- **Required work**: Starting with the line that has "Task: point to each instance of the black" in it, repeat every line through the last one, word for word, and give nothing more.

+++ Information provided

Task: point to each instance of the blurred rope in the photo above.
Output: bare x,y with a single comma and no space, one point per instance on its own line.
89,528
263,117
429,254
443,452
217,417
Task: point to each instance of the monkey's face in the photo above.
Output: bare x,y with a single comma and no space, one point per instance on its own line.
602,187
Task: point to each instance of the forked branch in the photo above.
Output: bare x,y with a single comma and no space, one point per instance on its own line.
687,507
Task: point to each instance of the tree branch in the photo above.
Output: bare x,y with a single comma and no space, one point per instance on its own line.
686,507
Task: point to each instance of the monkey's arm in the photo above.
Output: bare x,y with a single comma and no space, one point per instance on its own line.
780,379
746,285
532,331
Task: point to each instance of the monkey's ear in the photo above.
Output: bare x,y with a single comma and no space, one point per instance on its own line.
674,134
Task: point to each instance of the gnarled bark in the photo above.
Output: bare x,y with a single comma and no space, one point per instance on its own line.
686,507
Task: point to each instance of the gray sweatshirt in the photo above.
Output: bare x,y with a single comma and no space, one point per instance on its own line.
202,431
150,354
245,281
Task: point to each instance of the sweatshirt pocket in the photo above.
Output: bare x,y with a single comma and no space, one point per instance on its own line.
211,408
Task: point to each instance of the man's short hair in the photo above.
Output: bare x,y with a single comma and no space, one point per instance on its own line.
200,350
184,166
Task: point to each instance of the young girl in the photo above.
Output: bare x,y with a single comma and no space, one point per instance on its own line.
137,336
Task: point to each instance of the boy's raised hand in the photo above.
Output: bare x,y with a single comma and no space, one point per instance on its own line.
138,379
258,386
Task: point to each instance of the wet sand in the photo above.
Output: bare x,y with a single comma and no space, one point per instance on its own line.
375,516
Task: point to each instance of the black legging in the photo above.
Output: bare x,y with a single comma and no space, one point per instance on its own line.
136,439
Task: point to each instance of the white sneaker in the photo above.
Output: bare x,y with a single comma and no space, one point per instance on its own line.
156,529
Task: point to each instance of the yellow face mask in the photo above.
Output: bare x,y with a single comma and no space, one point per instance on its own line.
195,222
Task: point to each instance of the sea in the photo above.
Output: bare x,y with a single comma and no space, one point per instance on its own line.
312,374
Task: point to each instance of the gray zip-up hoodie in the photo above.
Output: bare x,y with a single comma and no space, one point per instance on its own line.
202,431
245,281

++++++

- **Completed exercise**:
Task: point to each instance of the black legging in the photo above.
Output: bare x,y with a single comma and no space, one point per instance on its own line.
136,439
Task: point to each instance of the white sneaker in the photo above.
Output: bare x,y with a single comma and no space, one point per instance on its own line.
156,529
Task: point to each instance of the yellow face mask in the photo above.
Output: bare x,y with a single comma and no space, one point per instance on its own line.
195,222
Task: point to each instance of the sea in the photo above.
Output: bare x,y with a single comma and no space, one point per instance on its own line.
312,374
Task: point to each instance of the gray zip-up hoodie in the photo above.
Output: bare x,y with a single comma and no space, one point per instance on its own line.
202,431
245,281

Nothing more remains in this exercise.